:: TASK REQUIREMENTS ::
Where the word "outline" appears in a line below, copy the whole line.

Collected data
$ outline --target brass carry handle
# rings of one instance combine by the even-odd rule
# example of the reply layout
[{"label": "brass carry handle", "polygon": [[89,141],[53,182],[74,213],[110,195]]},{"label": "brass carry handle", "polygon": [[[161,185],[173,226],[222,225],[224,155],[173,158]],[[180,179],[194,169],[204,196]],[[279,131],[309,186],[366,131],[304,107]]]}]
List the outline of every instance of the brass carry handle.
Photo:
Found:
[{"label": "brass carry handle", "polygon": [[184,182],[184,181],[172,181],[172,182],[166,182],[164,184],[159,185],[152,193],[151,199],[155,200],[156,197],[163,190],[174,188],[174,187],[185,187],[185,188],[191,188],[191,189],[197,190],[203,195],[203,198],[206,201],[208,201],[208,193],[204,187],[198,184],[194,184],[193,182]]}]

--

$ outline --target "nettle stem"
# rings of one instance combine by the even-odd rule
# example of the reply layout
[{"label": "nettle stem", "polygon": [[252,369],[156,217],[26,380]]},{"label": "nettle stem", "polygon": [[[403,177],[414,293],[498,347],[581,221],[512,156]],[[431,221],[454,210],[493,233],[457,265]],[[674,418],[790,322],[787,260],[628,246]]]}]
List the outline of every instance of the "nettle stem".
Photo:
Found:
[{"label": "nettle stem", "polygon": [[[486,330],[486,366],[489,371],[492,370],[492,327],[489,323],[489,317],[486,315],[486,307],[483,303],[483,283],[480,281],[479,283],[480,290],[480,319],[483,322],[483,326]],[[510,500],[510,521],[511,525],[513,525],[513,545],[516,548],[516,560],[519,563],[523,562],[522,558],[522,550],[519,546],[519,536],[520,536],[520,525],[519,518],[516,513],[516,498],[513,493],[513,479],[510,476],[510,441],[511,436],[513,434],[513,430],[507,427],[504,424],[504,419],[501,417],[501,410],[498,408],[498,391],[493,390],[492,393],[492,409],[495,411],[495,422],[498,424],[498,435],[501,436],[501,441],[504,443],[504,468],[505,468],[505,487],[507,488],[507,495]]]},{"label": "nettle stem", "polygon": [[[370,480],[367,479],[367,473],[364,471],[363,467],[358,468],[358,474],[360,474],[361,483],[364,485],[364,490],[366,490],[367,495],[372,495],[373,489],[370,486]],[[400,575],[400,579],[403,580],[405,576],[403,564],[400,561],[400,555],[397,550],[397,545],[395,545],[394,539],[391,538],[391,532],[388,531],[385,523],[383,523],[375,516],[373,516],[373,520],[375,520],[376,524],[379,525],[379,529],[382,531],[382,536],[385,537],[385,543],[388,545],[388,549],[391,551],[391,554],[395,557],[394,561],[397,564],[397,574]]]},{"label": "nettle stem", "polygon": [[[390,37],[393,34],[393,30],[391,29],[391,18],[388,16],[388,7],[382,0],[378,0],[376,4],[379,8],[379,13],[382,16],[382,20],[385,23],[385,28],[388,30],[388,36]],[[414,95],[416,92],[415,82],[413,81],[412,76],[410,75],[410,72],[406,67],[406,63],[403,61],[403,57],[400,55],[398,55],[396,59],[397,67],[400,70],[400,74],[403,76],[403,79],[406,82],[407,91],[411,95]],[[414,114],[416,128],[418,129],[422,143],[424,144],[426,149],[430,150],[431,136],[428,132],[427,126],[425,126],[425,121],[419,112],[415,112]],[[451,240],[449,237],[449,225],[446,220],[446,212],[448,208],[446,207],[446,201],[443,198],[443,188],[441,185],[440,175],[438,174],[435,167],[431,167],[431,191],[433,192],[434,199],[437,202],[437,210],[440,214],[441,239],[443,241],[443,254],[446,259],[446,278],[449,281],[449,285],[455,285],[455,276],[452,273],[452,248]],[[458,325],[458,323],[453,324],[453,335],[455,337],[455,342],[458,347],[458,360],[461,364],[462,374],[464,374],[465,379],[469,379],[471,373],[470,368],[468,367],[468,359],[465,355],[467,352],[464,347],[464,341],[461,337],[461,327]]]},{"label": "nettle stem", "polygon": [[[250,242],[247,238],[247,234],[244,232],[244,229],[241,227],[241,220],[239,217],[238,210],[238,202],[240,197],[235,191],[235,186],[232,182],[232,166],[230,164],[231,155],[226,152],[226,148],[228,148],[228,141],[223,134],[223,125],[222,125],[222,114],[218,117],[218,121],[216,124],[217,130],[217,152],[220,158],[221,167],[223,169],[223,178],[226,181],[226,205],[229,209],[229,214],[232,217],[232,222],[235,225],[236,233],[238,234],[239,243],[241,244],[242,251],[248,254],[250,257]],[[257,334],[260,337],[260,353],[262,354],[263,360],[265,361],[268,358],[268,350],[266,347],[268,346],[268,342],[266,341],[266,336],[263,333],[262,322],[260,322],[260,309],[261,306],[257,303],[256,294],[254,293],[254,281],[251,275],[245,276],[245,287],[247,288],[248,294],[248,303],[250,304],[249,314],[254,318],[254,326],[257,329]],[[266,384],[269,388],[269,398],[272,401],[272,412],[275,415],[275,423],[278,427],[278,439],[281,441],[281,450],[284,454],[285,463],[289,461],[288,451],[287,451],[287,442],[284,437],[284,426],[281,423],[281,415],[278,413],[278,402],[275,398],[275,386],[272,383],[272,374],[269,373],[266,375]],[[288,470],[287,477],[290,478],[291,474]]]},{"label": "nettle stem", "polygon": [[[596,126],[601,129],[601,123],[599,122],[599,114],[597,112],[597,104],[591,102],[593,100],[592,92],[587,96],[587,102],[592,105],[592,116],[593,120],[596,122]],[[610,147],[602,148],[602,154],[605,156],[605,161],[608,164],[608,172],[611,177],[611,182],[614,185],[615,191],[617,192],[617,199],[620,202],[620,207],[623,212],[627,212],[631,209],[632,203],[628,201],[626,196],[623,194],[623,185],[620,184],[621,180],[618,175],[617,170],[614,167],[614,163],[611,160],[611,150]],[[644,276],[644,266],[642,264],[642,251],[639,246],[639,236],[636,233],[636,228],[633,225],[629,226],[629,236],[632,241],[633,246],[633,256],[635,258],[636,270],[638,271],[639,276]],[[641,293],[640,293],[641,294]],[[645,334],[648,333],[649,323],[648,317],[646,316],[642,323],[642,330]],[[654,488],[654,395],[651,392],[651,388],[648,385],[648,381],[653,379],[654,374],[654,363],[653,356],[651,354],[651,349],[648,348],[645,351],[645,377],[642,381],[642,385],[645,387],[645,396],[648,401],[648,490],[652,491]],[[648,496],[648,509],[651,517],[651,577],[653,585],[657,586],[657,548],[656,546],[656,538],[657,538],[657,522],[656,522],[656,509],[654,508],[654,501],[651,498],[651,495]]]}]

:: ANSWER TO THE PROBLEM ::
$ outline --target brass carry handle
List the outline of every instance of the brass carry handle.
$ outline --target "nettle stem"
List the outline of every instance of the "nettle stem".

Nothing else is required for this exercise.